Vivono lontani ma la Sicilia li "chiama" sempre: la sfida di 11 giovani per l'Isola
Un gruppo di professionisti siciliani sparsi per il mondo ha fondato "Chiamata Sicilia", così (anche da lontano) portano avanti progetti per fare crescere la loro terra
I 4 soci fondatori di "Chiamata Sicilia": Carlo Giannone, Bruno Salerno, Alessio Mangione e Diletta Tidona
C'è Carlo Giannone, 27 anni di Ragusa, che attualmente vive e lavora a Boston come ricercatore presso la Harvard Kennedy School ed è un consulente per la Boston Consulting Group. Con lui, che ha fondato il gruppo e ne è il presidente, ci sono anche altri talenti come Alessio Mangione, anche lui 27anni, di Catania e trasferitosi a Barcellona, dove lavora nel settore farmaceutico contribuendo alla gestione dei dati per la ricerca e sviluppo nel dipartimento di Data Science e Intelligenza Artificiale.

• • • • •

■ Elenco attività
1: Riporta dal testo su Chiamata Sicilia il passo che comincia con le parole "Vivono lontani ma" e si chiude dopo le parole "e Intelligenza Artificiale.".
2: Secondo il testo su Chiamata Sicilia, in quale istituzione lavora come ricercatore Carlo Giannone?
3: Traduci in inglese questa frase del testo su Chiamata Sicilia: "C'è Carlo Giannone, 27 anni di Ragusa, che attualmente vive e lavora a Boston come ricercatore presso la Harvard Kennedy School ed è un consulente per la Boston Consulting Group."
I record non hanno alcun ruolo in questo lavoro.

(Elementi archiviati da una raccolta)

• • • • •

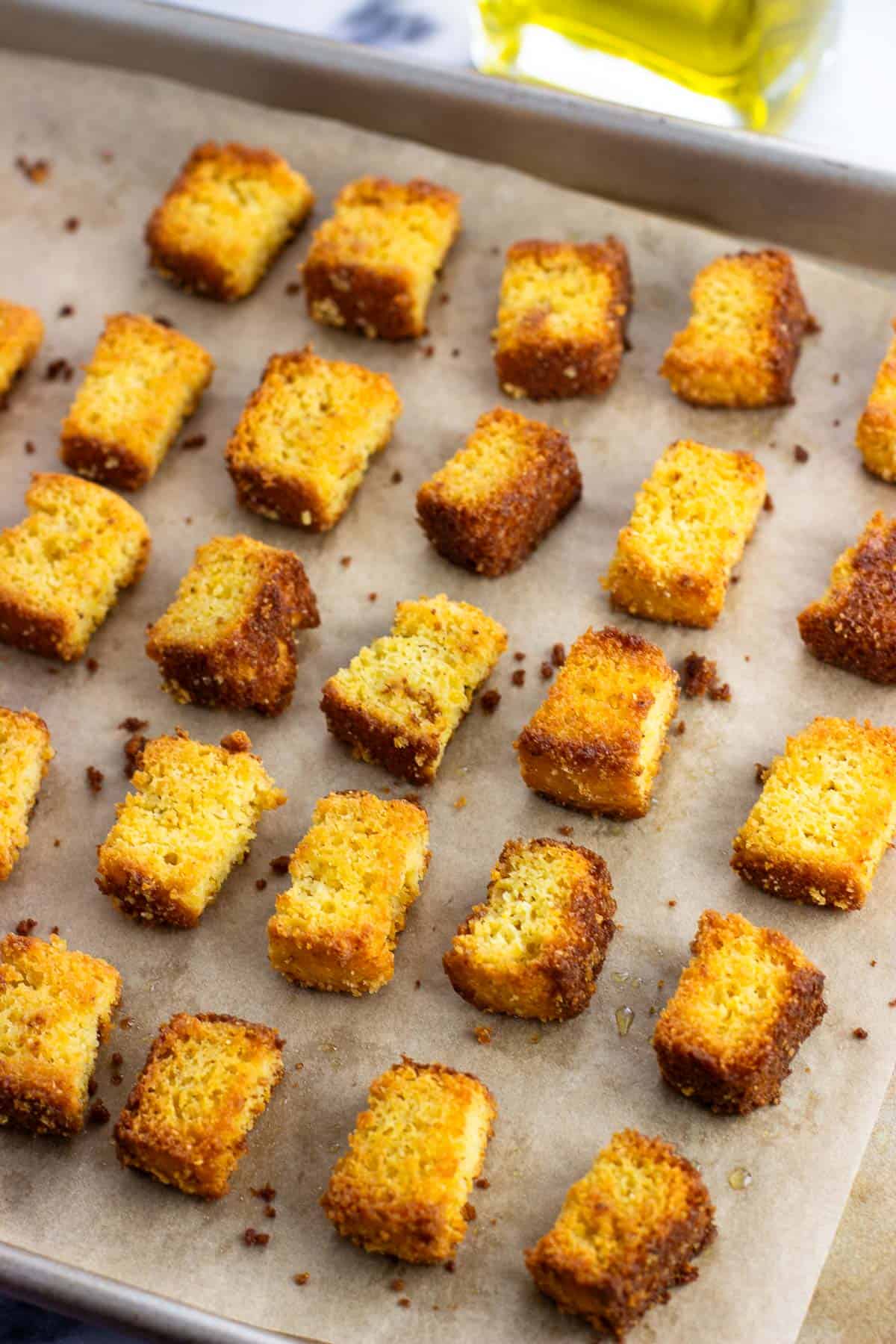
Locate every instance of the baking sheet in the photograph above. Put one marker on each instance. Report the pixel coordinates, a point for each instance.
(561, 1090)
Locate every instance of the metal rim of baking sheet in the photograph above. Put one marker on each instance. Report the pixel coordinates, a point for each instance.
(729, 181)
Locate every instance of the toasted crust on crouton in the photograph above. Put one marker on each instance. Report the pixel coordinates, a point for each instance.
(55, 1007)
(691, 522)
(561, 317)
(853, 625)
(876, 429)
(227, 640)
(307, 437)
(597, 741)
(403, 1187)
(371, 268)
(744, 1004)
(20, 337)
(25, 759)
(355, 874)
(742, 343)
(140, 386)
(497, 497)
(626, 1234)
(401, 699)
(191, 819)
(63, 566)
(205, 1083)
(535, 949)
(225, 220)
(825, 816)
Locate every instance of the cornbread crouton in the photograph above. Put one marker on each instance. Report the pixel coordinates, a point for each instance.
(62, 567)
(876, 430)
(227, 640)
(825, 816)
(355, 874)
(373, 265)
(742, 342)
(25, 759)
(20, 337)
(597, 741)
(307, 436)
(626, 1234)
(191, 820)
(744, 1004)
(500, 495)
(55, 1007)
(853, 625)
(691, 522)
(403, 1187)
(561, 317)
(535, 949)
(140, 386)
(401, 699)
(205, 1083)
(226, 218)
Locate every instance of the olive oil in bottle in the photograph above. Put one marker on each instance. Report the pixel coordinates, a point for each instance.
(731, 62)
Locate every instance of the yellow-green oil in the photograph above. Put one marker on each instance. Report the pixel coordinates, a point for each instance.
(751, 55)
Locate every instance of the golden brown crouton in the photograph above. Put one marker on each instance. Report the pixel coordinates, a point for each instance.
(205, 1083)
(853, 625)
(20, 337)
(25, 759)
(744, 1004)
(373, 267)
(226, 218)
(625, 1236)
(825, 816)
(561, 317)
(355, 874)
(307, 436)
(688, 530)
(193, 818)
(62, 567)
(227, 640)
(55, 1007)
(143, 382)
(538, 945)
(597, 741)
(742, 343)
(499, 497)
(403, 1187)
(876, 430)
(401, 699)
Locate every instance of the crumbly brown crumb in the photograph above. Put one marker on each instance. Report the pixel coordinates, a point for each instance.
(134, 750)
(35, 169)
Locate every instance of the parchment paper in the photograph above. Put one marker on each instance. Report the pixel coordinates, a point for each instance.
(561, 1090)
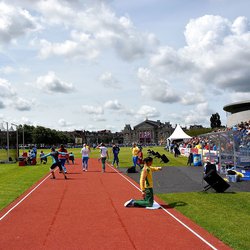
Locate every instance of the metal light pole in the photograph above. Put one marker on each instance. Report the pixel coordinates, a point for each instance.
(17, 145)
(8, 142)
(23, 136)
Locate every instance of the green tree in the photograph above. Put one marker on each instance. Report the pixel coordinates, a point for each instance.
(215, 121)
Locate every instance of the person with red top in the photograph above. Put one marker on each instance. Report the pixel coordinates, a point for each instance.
(63, 157)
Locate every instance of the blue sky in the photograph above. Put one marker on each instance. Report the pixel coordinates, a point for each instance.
(102, 64)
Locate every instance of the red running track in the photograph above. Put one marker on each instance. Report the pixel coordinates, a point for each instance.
(87, 212)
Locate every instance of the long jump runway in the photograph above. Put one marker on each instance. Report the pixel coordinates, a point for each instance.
(87, 212)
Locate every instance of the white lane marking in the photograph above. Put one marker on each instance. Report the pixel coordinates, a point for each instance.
(173, 216)
(25, 197)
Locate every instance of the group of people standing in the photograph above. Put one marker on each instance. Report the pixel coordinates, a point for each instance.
(146, 179)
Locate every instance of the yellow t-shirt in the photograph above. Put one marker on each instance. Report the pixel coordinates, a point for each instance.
(135, 151)
(146, 179)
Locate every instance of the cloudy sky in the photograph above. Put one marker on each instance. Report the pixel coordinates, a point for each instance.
(101, 64)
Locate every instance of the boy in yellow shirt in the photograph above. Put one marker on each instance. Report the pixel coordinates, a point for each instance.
(146, 185)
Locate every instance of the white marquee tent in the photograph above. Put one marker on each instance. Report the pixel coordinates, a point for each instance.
(178, 134)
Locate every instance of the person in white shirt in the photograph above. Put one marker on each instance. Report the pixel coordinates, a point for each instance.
(104, 155)
(85, 156)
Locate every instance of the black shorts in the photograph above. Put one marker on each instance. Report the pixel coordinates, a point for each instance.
(56, 164)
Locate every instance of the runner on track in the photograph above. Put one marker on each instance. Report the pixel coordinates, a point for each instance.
(55, 162)
(146, 184)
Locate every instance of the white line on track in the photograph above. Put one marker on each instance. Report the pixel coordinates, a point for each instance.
(25, 197)
(173, 216)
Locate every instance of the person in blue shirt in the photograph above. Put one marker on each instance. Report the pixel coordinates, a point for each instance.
(55, 162)
(116, 151)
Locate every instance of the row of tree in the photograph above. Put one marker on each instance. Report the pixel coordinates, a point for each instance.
(46, 136)
(42, 135)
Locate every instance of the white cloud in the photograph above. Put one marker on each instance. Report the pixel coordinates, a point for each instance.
(71, 49)
(2, 105)
(6, 89)
(7, 70)
(92, 34)
(22, 104)
(50, 83)
(146, 111)
(156, 88)
(190, 98)
(92, 110)
(109, 80)
(238, 97)
(217, 56)
(113, 104)
(63, 123)
(15, 22)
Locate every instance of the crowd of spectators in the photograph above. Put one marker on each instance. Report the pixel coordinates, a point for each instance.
(205, 142)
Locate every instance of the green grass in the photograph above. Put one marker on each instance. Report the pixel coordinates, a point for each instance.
(15, 180)
(4, 154)
(225, 215)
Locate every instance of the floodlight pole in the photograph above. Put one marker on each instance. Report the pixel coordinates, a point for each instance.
(17, 145)
(23, 136)
(8, 142)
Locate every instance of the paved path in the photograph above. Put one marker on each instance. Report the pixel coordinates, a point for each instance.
(86, 212)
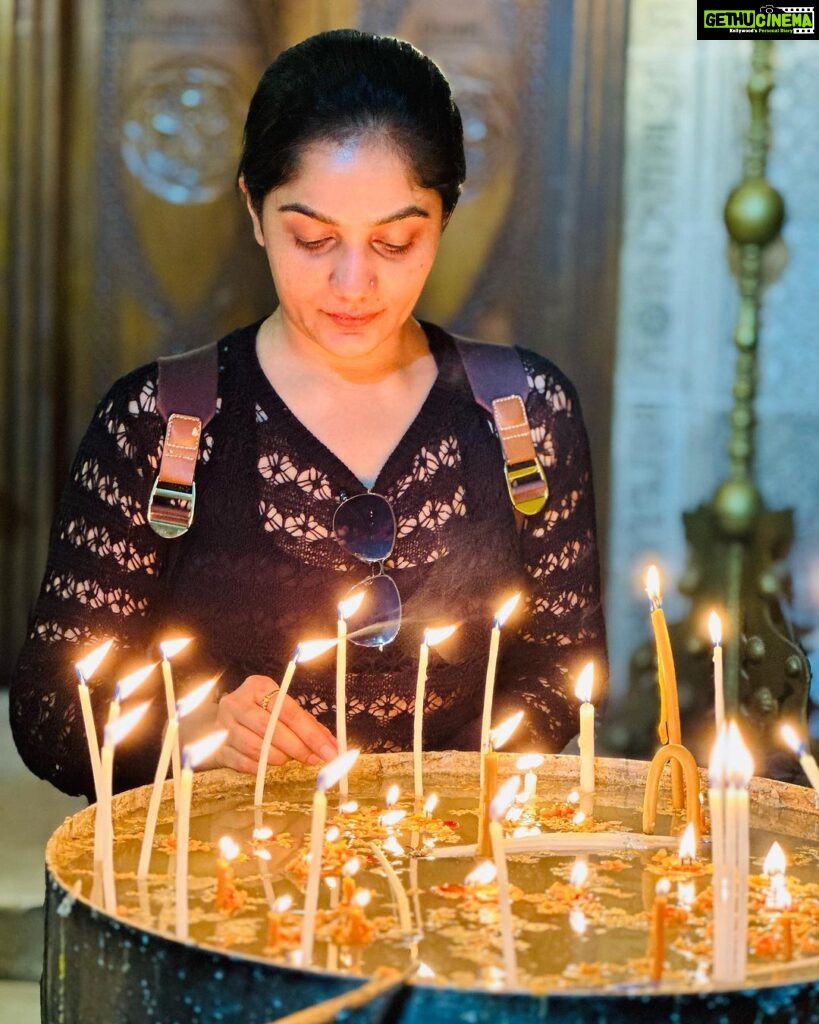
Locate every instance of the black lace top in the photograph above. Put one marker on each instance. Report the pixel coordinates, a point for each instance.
(260, 569)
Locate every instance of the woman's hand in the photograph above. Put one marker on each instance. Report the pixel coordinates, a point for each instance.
(298, 734)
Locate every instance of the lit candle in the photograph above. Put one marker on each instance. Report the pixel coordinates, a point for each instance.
(169, 649)
(225, 891)
(491, 669)
(183, 707)
(345, 609)
(303, 652)
(669, 728)
(398, 892)
(498, 737)
(800, 748)
(716, 628)
(656, 951)
(85, 669)
(192, 755)
(114, 733)
(498, 809)
(431, 638)
(583, 691)
(327, 777)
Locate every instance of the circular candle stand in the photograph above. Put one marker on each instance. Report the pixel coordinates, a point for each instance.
(105, 968)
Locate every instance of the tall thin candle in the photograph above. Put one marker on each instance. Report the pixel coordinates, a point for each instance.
(327, 777)
(169, 649)
(345, 609)
(491, 670)
(192, 755)
(431, 638)
(183, 707)
(716, 628)
(305, 651)
(85, 669)
(498, 809)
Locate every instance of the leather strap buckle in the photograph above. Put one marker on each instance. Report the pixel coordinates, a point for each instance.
(527, 485)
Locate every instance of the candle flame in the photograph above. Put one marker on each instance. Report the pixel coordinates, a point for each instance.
(88, 666)
(195, 754)
(688, 843)
(528, 762)
(775, 862)
(792, 739)
(125, 687)
(228, 848)
(196, 697)
(351, 867)
(350, 605)
(118, 730)
(738, 762)
(433, 637)
(170, 648)
(506, 610)
(577, 921)
(483, 875)
(309, 649)
(503, 733)
(579, 873)
(504, 798)
(583, 688)
(333, 771)
(652, 587)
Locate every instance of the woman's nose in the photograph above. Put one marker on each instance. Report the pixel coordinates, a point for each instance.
(352, 274)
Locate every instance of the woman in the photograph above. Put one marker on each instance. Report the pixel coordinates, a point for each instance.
(351, 168)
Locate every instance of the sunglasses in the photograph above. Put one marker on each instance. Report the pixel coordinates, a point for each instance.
(364, 527)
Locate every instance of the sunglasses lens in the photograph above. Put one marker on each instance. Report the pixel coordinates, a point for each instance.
(364, 526)
(378, 620)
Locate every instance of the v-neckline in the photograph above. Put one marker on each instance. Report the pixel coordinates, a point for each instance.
(427, 413)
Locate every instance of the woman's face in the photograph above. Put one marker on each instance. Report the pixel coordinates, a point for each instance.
(350, 241)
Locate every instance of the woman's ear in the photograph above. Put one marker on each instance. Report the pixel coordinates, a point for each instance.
(254, 216)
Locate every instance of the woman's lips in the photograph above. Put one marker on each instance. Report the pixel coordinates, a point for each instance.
(350, 320)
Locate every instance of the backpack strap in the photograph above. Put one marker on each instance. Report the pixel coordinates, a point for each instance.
(500, 386)
(186, 400)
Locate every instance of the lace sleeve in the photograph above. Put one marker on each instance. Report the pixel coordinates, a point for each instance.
(562, 626)
(102, 569)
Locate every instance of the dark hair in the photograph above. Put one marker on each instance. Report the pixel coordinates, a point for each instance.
(340, 85)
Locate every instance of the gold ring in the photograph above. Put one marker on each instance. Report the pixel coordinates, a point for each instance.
(266, 699)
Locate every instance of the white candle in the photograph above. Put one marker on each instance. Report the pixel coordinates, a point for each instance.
(498, 809)
(345, 609)
(716, 628)
(398, 892)
(169, 649)
(800, 748)
(491, 670)
(587, 742)
(104, 820)
(183, 707)
(303, 652)
(431, 638)
(192, 755)
(85, 669)
(327, 777)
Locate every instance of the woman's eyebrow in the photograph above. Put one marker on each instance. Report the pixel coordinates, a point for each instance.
(306, 211)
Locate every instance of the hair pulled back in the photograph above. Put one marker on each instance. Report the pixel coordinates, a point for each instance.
(346, 84)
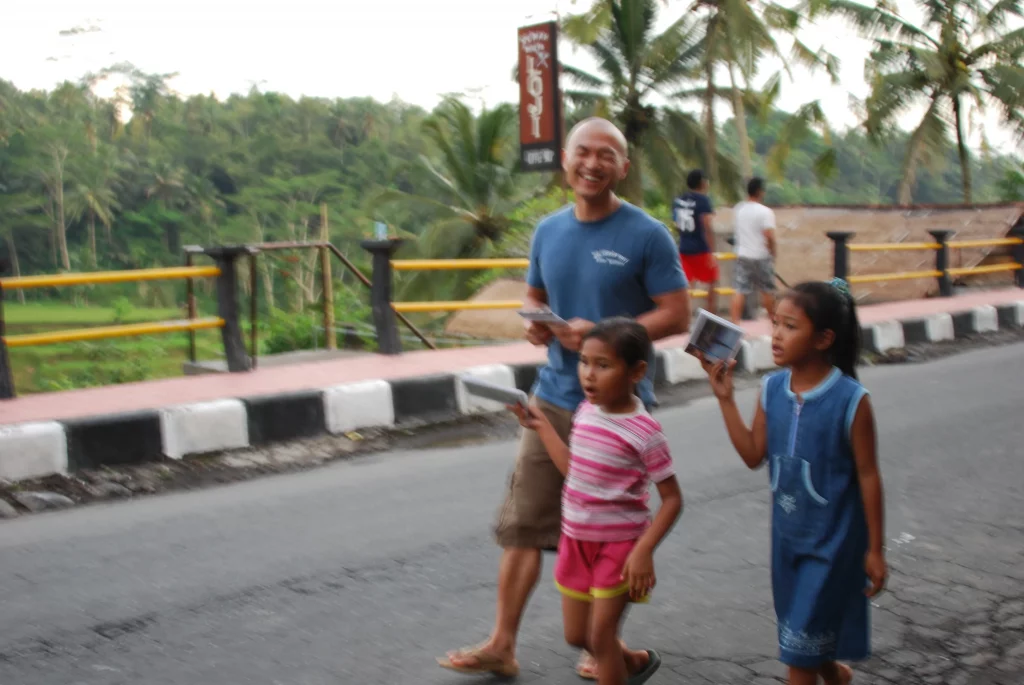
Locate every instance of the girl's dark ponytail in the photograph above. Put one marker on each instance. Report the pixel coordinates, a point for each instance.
(830, 307)
(847, 346)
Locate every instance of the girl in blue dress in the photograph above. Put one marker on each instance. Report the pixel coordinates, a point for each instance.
(815, 428)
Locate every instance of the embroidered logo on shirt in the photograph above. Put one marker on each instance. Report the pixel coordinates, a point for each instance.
(609, 257)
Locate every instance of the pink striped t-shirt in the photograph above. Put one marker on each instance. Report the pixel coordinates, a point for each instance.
(613, 460)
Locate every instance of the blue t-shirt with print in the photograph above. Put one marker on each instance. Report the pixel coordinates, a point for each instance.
(594, 270)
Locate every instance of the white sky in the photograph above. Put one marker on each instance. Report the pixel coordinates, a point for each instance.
(414, 49)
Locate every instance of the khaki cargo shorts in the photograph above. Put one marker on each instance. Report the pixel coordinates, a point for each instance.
(531, 514)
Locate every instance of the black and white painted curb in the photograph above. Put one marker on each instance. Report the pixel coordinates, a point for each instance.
(36, 450)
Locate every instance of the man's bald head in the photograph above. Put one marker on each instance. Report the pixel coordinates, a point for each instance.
(601, 127)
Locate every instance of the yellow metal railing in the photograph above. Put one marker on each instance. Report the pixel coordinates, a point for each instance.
(96, 277)
(104, 332)
(900, 275)
(513, 263)
(933, 273)
(988, 268)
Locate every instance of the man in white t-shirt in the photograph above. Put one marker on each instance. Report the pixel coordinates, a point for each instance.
(755, 245)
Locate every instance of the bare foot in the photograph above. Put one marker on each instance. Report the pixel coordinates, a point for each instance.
(587, 666)
(843, 675)
(480, 659)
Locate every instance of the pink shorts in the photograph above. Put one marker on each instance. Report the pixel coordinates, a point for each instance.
(588, 570)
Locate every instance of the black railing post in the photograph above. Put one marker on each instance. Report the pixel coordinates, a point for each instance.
(752, 303)
(388, 341)
(1018, 251)
(227, 305)
(190, 298)
(942, 261)
(6, 375)
(841, 253)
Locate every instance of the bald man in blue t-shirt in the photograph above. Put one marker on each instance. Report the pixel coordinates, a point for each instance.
(598, 258)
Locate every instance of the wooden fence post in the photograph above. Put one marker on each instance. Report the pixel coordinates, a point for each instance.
(6, 375)
(327, 283)
(227, 306)
(942, 261)
(841, 253)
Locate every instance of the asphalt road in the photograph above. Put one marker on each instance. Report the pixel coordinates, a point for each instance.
(363, 571)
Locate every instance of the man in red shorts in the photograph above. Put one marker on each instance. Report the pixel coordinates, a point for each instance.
(692, 215)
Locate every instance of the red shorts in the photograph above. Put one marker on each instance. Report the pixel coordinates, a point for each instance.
(588, 570)
(699, 268)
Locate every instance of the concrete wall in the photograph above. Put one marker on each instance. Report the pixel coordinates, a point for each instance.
(805, 254)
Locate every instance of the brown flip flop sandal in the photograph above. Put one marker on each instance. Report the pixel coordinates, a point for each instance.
(587, 666)
(485, 662)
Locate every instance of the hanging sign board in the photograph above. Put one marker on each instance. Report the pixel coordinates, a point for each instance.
(540, 100)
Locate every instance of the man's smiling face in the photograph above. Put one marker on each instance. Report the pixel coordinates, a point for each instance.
(595, 160)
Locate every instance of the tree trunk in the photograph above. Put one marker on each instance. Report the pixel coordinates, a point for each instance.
(913, 148)
(963, 152)
(61, 225)
(633, 185)
(15, 265)
(739, 114)
(92, 239)
(711, 135)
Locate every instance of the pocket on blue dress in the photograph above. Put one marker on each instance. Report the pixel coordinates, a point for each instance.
(800, 512)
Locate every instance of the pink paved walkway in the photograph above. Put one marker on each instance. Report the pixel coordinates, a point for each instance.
(155, 394)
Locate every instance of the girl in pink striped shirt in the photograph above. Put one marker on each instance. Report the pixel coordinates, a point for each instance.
(605, 557)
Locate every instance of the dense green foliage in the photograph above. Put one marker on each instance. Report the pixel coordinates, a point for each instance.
(89, 182)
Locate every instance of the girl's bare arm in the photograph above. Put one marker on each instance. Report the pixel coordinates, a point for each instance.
(865, 450)
(750, 442)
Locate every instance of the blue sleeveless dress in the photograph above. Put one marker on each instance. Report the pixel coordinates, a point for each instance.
(819, 534)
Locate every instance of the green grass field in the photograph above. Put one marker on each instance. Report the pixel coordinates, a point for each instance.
(79, 365)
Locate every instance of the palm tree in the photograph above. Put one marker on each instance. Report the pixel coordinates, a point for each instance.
(961, 60)
(93, 195)
(737, 35)
(468, 193)
(634, 66)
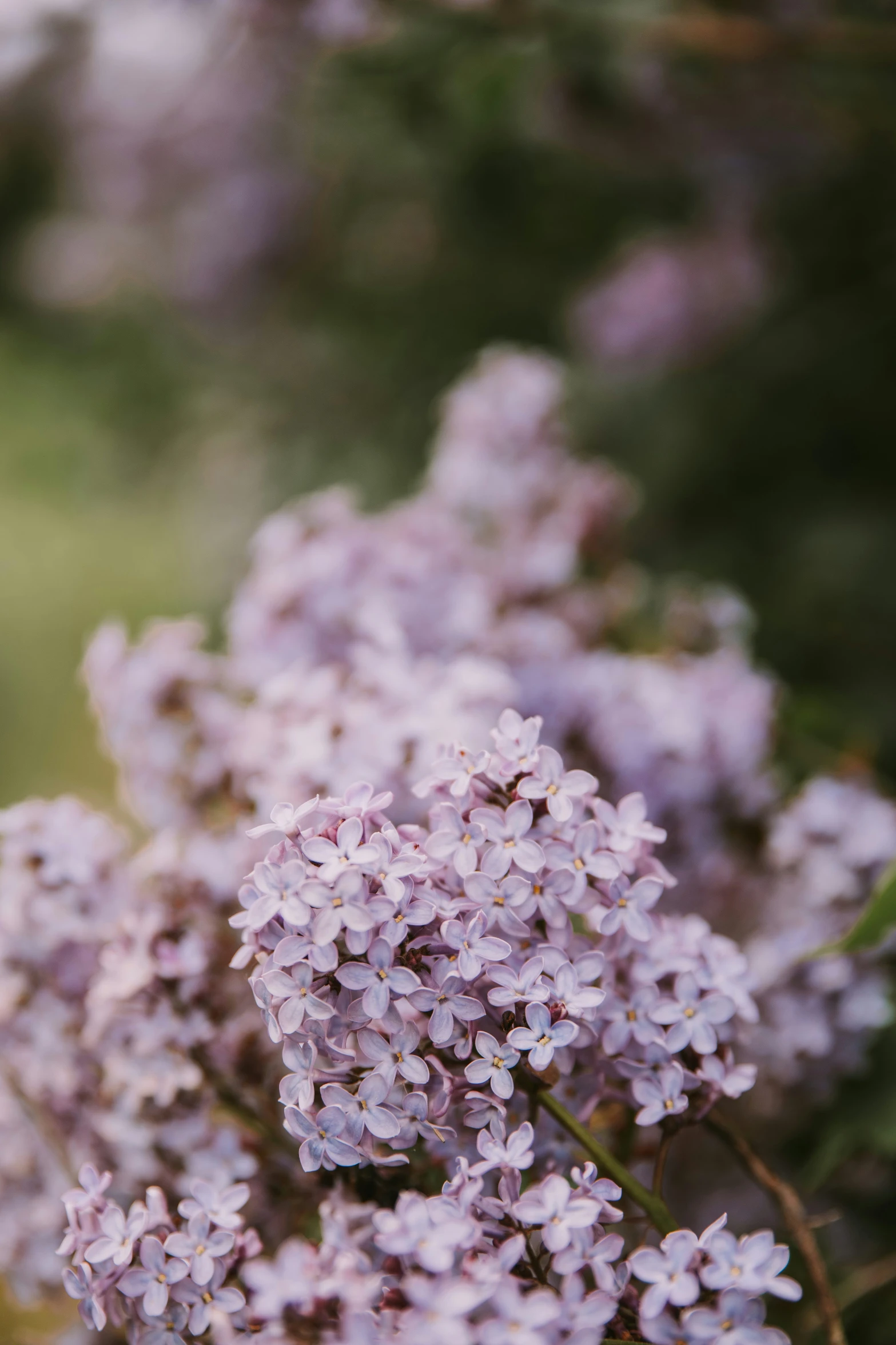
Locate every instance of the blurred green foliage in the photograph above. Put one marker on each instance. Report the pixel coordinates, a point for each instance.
(470, 171)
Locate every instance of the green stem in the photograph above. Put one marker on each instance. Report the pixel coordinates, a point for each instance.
(653, 1205)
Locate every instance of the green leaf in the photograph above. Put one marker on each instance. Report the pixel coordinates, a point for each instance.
(874, 923)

• • • • •

■ Insieme delle soluzioni
1:
Vivono lontani ma la Sicilia li "chiama" sempre: la sfida di 11 giovani per l'Isola
Un gruppo di professionisti siciliani sparsi per il mondo ha fondato "Chiamata Sicilia", così (anche da lontano) portano avanti progetti per fare crescere la loro terra
I 4 soci fondatori di "Chiamata Sicilia": Carlo Giannone, Bruno Salerno, Alessio Mangione e Diletta Tidona
C'è Carlo Giannone, 27 anni di Ragusa, che attualmente vive e lavora a Boston come ricercatore presso la Harvard Kennedy School ed è un consulente per la Boston Consulting Group. Con lui, che ha fondato il gruppo e ne è il presidente, ci sono anche altri talenti come Alessio Mangione, anche lui 27anni, di Catania e trasferitosi a Barcellona, dove lavora nel settore farmaceutico contribuendo alla gestione dei dati per la ricerca e sviluppo nel dipartimento di Data Science e Intelligenza Artificiale.

2: Alla Harvard Kennedy School, a Boston.

3: There is Carlo Giannone, 27, from Ragusa, who currently lives and works in Boston as a researcher at the Harvard Kennedy School and is a consultant for the Boston Consulting Group.